From the records below, extract each line that contains the word "roof".

_ _ _ _

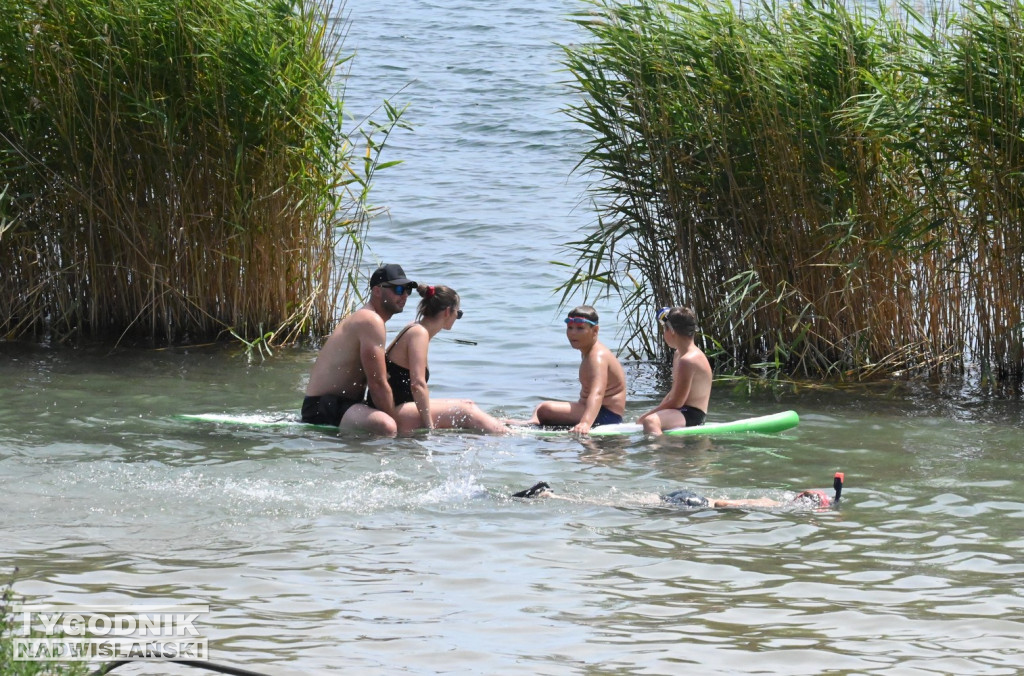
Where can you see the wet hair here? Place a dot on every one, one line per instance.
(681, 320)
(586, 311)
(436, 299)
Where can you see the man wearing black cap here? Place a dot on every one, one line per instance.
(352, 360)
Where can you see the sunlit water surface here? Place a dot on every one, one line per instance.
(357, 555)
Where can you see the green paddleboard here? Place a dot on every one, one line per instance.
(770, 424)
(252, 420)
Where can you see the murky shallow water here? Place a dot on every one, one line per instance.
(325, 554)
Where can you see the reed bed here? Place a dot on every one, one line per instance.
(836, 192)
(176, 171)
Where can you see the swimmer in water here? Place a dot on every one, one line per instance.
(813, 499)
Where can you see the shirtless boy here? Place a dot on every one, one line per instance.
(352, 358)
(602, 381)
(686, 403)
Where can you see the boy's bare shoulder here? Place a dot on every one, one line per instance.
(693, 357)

_ _ _ _

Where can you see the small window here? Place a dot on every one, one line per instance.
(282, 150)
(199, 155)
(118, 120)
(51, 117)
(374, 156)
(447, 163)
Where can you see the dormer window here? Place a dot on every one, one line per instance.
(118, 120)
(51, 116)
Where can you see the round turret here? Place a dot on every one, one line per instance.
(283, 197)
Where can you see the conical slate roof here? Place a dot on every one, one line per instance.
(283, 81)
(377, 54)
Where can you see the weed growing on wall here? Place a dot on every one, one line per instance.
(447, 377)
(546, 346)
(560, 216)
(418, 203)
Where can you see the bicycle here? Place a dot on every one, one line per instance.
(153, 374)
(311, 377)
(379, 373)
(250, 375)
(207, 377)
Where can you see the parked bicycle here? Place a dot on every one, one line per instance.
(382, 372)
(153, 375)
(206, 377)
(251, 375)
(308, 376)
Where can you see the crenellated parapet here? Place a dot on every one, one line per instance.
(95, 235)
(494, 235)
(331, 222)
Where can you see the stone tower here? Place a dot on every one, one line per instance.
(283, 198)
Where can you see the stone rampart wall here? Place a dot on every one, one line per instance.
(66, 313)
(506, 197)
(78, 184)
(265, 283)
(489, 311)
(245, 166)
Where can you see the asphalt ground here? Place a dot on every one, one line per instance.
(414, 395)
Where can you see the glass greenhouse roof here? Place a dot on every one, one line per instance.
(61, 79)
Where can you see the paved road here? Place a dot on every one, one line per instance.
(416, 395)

_ _ _ _

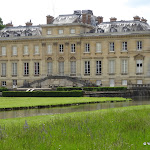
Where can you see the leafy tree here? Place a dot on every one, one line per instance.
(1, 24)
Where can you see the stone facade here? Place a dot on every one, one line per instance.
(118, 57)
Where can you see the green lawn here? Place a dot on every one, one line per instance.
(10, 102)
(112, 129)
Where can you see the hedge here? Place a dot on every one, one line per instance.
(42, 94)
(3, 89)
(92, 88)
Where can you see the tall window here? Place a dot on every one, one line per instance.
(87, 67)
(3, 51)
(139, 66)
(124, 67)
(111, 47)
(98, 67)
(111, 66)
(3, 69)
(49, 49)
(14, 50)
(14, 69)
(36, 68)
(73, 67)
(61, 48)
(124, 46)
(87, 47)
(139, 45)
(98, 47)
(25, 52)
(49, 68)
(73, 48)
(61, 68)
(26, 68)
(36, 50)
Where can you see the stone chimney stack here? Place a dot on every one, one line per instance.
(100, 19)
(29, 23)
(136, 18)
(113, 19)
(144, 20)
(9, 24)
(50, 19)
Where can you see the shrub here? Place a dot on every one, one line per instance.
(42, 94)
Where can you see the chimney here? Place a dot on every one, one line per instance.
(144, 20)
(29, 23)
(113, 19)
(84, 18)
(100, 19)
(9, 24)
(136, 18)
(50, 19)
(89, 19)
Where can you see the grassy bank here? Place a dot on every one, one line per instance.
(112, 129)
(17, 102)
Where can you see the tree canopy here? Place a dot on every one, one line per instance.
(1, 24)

_ _ _ _

Written reply
Where can you see the conical slate roof here? Place a dot on every one, one line per instance.
Where can you see the glass greenhouse roof here? Place a dot on every one, one line per instance.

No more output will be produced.